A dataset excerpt
#####

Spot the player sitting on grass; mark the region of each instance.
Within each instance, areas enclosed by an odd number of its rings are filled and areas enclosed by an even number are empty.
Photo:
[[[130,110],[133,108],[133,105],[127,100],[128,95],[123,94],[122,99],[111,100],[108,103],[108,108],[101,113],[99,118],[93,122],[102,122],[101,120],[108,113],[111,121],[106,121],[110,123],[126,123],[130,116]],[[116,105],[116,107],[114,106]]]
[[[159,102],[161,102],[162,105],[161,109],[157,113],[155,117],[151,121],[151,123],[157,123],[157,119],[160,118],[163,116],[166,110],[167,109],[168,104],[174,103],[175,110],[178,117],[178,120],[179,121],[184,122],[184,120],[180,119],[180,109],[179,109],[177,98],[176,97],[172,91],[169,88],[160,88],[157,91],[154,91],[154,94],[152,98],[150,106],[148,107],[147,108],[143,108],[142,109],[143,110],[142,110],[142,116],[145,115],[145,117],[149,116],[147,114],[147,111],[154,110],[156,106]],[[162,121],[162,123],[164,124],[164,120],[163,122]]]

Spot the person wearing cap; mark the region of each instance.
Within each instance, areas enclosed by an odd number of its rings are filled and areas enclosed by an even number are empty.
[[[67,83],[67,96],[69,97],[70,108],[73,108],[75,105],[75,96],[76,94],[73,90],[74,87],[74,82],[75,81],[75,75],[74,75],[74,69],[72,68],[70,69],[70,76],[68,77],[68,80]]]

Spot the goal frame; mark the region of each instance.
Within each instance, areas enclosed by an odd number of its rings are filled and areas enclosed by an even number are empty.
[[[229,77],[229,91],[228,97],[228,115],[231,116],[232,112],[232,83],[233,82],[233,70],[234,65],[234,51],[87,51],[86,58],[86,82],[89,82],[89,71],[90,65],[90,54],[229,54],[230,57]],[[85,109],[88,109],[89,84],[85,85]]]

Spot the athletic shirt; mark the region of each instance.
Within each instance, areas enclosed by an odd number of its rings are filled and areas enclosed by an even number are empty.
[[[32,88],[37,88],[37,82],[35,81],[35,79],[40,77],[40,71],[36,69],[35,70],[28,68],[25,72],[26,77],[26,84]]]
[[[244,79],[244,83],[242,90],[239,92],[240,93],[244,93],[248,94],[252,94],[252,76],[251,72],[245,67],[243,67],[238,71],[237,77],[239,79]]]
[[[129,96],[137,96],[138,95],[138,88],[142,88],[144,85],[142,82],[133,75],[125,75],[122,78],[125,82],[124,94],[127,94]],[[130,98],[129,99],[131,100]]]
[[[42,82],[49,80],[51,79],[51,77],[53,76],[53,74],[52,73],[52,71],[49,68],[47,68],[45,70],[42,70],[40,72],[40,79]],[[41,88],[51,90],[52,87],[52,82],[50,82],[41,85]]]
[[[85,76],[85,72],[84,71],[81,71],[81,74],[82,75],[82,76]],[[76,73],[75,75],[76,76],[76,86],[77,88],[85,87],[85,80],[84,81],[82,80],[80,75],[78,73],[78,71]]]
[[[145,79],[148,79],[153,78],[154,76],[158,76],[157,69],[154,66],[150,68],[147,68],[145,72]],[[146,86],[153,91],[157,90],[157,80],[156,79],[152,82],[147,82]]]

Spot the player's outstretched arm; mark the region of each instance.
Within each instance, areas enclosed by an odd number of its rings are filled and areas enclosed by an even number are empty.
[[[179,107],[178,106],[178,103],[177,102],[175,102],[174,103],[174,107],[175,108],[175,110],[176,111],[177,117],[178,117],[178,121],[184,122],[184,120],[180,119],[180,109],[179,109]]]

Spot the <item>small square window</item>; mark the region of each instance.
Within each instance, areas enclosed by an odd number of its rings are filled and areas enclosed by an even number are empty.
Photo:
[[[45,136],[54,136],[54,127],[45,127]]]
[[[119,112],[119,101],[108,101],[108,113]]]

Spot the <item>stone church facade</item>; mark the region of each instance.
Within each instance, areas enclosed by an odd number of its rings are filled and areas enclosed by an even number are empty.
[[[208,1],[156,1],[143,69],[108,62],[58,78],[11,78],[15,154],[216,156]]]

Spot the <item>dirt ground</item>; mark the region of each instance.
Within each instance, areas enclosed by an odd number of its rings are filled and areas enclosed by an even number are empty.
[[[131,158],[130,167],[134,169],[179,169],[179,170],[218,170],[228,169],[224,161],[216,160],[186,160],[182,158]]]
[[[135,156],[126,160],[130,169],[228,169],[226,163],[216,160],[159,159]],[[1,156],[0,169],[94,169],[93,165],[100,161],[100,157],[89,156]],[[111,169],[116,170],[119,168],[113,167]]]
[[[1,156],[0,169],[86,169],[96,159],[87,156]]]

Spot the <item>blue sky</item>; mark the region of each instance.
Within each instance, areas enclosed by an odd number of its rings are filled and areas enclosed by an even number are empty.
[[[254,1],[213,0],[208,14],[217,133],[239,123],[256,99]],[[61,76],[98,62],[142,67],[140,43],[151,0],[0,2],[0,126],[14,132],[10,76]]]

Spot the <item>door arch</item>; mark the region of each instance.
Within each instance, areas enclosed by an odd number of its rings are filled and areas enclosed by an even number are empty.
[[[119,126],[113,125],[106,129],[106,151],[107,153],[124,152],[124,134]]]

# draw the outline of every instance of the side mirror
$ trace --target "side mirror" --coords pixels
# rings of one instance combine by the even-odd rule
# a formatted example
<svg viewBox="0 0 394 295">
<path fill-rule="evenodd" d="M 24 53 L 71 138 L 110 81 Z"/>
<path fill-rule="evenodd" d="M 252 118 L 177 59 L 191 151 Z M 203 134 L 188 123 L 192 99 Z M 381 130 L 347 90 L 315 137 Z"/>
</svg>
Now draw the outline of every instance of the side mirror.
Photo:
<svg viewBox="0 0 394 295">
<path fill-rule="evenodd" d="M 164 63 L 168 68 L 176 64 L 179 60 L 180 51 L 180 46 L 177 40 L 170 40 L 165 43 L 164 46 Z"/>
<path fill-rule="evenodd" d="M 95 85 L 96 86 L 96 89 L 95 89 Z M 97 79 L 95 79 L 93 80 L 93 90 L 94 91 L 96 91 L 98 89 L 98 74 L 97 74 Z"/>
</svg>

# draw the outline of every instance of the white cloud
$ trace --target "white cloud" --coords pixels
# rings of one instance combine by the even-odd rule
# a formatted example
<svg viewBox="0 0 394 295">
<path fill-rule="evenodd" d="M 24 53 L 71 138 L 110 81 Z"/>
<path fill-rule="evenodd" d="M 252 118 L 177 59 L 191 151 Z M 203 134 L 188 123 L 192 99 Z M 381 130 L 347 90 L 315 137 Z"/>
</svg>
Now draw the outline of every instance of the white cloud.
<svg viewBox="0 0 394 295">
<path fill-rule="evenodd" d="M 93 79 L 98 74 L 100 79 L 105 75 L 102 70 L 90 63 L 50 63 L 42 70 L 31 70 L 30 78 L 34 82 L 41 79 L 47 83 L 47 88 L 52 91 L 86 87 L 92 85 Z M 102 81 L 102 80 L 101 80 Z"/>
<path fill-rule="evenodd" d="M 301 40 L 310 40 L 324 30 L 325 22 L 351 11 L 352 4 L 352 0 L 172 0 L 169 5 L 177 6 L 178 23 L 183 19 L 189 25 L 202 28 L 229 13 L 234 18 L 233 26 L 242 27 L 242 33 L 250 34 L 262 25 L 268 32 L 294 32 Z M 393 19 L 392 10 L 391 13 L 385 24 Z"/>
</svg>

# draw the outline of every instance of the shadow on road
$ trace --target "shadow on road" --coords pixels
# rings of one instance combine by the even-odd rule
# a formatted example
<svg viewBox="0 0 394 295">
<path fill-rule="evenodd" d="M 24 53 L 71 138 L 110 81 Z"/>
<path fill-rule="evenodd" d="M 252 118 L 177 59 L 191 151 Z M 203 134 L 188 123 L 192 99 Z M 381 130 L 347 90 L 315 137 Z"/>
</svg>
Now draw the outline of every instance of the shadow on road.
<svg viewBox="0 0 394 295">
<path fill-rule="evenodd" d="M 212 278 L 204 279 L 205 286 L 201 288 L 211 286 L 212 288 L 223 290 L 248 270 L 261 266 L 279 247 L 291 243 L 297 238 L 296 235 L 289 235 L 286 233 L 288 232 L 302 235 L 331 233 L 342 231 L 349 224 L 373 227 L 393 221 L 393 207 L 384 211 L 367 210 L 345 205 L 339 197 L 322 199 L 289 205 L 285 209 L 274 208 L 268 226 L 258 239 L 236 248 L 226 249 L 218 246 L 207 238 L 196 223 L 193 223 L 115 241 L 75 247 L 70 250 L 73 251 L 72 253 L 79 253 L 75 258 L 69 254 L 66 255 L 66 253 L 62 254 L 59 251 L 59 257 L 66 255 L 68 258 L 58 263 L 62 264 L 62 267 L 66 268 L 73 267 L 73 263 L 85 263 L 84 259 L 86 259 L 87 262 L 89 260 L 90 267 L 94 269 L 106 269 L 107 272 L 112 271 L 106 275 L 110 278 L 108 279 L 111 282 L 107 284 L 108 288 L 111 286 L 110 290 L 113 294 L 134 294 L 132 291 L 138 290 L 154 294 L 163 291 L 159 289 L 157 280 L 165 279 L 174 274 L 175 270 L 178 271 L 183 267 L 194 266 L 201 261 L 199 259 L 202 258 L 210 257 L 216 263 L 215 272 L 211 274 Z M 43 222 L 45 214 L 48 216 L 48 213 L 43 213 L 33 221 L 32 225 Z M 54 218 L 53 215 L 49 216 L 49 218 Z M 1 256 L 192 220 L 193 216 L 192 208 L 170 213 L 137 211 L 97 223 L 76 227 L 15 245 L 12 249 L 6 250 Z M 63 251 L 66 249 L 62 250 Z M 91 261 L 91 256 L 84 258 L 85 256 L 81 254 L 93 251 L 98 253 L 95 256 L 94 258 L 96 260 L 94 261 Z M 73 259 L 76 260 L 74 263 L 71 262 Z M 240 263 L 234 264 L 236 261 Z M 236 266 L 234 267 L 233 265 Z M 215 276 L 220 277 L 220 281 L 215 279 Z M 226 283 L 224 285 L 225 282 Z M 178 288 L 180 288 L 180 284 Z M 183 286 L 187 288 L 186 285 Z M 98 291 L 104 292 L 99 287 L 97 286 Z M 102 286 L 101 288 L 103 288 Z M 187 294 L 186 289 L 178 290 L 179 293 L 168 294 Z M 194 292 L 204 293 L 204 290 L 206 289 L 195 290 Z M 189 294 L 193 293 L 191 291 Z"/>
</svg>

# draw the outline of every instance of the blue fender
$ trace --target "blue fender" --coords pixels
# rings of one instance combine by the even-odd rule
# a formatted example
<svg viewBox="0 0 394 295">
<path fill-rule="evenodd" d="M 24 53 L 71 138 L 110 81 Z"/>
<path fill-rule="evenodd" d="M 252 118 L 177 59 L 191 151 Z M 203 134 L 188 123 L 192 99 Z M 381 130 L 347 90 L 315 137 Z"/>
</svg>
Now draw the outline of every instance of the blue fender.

#####

WHAT YOU SHOULD DO
Pick out every line in the rows above that contains the string "side". Matching is case-sensitive.

EXERCISE RESPONSE
# draw the outline of every instance of the side mirror
$ trace --target "side mirror" --coords pixels
Now draw the outline of every instance of the side mirror.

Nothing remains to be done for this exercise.